> **Records shown**
^^^^

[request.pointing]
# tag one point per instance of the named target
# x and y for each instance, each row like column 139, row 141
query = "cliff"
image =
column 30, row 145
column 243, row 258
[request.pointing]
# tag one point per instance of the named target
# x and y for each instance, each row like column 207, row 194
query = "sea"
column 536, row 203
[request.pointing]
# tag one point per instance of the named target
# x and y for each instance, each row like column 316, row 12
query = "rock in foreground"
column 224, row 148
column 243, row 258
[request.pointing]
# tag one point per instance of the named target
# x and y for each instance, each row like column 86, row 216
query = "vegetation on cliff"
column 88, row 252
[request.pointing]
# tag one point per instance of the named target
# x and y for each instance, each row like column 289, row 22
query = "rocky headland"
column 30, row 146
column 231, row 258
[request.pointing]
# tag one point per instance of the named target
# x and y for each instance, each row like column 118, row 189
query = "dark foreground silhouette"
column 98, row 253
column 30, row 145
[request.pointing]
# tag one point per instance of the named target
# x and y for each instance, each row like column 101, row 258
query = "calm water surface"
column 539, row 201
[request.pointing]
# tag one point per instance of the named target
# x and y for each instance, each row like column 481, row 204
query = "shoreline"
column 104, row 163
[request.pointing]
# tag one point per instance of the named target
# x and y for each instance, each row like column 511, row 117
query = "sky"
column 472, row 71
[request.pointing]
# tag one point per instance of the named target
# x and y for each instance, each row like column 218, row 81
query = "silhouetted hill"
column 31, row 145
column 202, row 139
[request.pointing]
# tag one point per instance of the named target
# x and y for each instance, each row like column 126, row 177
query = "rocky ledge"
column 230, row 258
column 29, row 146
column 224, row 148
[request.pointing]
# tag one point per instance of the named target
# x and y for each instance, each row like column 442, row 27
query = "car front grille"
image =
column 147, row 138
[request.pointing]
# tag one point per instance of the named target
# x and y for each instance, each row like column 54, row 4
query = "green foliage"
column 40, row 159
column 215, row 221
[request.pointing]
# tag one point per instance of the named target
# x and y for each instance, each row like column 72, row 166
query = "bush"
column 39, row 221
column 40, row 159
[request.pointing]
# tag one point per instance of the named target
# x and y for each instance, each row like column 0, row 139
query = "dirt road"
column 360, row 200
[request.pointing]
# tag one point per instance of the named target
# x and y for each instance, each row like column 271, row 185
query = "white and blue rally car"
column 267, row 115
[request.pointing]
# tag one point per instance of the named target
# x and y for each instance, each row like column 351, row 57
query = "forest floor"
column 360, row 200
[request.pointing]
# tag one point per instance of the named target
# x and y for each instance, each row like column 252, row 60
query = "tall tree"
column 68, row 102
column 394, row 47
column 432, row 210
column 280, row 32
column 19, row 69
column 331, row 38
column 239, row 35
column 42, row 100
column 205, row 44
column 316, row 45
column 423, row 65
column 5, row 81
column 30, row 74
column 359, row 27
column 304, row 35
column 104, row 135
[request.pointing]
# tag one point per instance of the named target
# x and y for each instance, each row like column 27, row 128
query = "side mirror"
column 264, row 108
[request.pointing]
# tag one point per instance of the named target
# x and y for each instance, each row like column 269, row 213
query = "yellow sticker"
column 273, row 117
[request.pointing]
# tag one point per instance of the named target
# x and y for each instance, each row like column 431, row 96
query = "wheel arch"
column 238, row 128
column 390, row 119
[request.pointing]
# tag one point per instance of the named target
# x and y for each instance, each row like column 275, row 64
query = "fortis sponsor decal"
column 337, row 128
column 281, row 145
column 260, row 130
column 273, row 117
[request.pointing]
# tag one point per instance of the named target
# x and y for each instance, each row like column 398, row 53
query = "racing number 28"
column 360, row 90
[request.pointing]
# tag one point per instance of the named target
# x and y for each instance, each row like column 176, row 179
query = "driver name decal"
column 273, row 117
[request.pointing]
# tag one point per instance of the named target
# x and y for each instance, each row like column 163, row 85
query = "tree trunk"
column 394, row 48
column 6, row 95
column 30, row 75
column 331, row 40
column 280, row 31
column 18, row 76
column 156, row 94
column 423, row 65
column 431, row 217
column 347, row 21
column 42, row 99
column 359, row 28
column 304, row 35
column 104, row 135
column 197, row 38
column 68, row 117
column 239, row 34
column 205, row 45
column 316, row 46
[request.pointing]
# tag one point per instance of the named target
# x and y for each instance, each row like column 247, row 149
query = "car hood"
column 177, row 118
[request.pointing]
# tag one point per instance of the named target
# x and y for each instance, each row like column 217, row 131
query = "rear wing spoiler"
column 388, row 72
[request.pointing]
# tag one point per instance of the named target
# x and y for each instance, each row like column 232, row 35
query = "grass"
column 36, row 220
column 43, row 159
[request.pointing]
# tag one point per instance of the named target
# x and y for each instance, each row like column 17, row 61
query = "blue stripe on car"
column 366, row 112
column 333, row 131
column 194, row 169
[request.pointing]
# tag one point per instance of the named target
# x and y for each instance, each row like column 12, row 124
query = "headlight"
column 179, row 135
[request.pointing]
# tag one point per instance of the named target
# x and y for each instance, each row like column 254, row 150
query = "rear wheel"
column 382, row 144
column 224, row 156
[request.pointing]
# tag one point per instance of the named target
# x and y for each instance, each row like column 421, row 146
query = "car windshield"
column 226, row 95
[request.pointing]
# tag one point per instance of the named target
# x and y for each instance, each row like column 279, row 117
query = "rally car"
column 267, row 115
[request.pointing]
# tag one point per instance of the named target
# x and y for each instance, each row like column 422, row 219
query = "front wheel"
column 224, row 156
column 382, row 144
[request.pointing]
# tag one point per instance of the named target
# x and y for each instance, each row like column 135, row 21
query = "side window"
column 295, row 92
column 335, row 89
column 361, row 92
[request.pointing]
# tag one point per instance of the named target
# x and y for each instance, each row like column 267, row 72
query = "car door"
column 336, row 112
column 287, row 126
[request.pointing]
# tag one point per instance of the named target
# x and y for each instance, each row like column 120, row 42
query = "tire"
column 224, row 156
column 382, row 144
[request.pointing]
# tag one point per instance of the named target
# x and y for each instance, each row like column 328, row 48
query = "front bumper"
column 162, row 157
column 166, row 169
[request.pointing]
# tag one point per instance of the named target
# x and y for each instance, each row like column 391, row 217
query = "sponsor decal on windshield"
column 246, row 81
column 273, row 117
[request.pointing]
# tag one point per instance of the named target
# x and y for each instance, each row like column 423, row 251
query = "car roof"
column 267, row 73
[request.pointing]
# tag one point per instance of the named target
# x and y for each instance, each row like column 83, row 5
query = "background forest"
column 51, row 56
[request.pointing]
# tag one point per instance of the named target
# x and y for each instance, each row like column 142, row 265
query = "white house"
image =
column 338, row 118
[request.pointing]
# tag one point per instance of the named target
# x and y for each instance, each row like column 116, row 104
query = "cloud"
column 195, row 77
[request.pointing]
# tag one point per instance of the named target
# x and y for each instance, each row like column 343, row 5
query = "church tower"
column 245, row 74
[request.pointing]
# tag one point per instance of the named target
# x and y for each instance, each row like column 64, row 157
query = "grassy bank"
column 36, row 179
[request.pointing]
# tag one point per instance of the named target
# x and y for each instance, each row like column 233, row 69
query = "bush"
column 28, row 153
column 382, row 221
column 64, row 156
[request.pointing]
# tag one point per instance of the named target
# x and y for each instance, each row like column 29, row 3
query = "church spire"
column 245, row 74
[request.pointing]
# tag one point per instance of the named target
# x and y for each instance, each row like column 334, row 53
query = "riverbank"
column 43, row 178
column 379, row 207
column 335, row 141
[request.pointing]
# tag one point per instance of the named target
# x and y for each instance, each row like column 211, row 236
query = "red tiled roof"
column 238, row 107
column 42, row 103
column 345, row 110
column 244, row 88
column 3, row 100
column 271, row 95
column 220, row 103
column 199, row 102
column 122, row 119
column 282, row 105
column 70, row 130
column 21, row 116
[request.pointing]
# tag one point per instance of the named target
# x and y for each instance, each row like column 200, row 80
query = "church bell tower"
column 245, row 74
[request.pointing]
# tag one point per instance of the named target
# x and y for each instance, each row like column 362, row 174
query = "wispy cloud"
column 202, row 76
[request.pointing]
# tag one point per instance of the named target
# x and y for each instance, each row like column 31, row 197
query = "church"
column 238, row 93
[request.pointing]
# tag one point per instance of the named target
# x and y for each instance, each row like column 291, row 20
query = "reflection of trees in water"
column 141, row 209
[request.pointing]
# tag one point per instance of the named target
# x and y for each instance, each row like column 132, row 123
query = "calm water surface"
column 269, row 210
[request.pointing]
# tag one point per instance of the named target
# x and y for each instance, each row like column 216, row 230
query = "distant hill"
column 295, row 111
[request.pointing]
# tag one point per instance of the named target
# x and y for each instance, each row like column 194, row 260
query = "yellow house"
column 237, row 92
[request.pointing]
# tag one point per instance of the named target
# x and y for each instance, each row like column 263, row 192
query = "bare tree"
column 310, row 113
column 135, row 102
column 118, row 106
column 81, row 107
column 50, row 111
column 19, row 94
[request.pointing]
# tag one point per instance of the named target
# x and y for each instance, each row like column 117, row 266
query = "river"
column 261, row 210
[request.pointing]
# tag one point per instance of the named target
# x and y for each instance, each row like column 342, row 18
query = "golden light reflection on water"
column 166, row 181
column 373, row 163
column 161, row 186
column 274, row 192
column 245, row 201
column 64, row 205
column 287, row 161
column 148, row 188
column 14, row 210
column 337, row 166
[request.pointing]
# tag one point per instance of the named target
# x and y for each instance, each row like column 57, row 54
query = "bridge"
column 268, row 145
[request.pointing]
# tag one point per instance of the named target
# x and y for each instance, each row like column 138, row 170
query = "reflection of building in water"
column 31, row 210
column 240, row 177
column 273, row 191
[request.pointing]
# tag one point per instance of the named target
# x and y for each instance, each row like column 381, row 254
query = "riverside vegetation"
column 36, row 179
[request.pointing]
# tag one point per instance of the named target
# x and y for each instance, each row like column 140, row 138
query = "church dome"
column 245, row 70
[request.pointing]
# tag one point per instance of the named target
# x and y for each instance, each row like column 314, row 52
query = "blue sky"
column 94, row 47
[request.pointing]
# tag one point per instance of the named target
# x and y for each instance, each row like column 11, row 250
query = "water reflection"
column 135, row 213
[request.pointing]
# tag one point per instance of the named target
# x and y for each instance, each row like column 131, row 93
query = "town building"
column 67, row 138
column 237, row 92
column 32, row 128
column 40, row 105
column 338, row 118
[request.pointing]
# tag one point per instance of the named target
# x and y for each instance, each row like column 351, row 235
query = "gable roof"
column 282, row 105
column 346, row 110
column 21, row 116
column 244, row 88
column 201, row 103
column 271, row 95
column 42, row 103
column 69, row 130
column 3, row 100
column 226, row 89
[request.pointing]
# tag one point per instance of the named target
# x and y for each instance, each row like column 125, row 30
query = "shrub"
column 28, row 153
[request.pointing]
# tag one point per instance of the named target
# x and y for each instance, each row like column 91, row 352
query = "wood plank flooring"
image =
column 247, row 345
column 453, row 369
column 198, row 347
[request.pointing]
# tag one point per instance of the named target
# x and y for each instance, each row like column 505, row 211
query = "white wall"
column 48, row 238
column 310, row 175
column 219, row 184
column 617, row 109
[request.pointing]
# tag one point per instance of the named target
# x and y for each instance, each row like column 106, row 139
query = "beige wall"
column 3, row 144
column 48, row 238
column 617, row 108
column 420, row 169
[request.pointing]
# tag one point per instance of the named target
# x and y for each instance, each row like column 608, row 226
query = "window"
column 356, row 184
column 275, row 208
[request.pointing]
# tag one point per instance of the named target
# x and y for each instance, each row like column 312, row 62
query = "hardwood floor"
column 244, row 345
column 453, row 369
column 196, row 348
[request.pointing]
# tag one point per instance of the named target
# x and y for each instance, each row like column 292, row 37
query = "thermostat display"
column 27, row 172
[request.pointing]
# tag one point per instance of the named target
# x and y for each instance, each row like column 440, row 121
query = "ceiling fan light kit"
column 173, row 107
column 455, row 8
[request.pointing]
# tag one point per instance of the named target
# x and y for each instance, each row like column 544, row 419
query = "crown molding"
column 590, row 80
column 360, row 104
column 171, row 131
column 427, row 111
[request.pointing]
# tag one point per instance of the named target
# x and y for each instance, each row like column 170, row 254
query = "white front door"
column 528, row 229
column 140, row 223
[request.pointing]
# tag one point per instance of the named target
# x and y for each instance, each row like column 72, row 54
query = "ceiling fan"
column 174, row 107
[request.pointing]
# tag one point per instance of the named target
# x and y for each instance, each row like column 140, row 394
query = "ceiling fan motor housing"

^^^^

> **Task to carry out**
From the entries above, return exactly the line containing "398, row 53", the line containing "279, row 117", and all lines between, and nothing else.

> **Response to the task**
# x and y for each instance, each row like column 398, row 53
query = "racing number 28"
column 360, row 90
[request.pointing]
# tag one point per instance of the named target
# x and y for each instance, each row like column 176, row 179
query = "driver name decal"
column 273, row 117
[request.pointing]
# tag one point per instance of the named target
# x and y for each instance, each row like column 163, row 85
query = "tree trunk"
column 394, row 48
column 6, row 95
column 30, row 75
column 331, row 40
column 280, row 31
column 18, row 76
column 156, row 94
column 423, row 65
column 431, row 217
column 347, row 21
column 42, row 99
column 359, row 28
column 304, row 35
column 104, row 135
column 197, row 38
column 68, row 117
column 239, row 34
column 205, row 45
column 316, row 46
[request.pointing]
# tag one point per instance of the named target
# x and y for each instance, each row like column 247, row 149
query = "car hood"
column 177, row 118
[request.pointing]
# tag one point per instance of the named target
# x and y for each instance, each row like column 217, row 131
query = "rear wing spoiler"
column 388, row 72
[request.pointing]
# tag one point per instance of the named target
# x and y for each instance, each row like column 232, row 35
query = "grass"
column 36, row 220
column 43, row 159
[request.pointing]
# tag one point per instance of the named target
# x and y for each instance, each row like column 17, row 61
query = "blue stripe on car"
column 366, row 112
column 333, row 131
column 194, row 169
[request.pointing]
# tag one point per instance of the named target
# x and y for each instance, each row like column 12, row 124
query = "headlight"
column 179, row 135
[request.pointing]
# tag one point per instance of the named target
# x and y for each instance, each row like column 254, row 150
query = "rear wheel"
column 382, row 144
column 224, row 156
[request.pointing]
# tag one point per instance of the named target
# x and y for each instance, each row like column 421, row 146
query = "car windshield"
column 226, row 95
[request.pointing]
# tag one point per instance of the named target
# x and y for each instance, each row like column 279, row 117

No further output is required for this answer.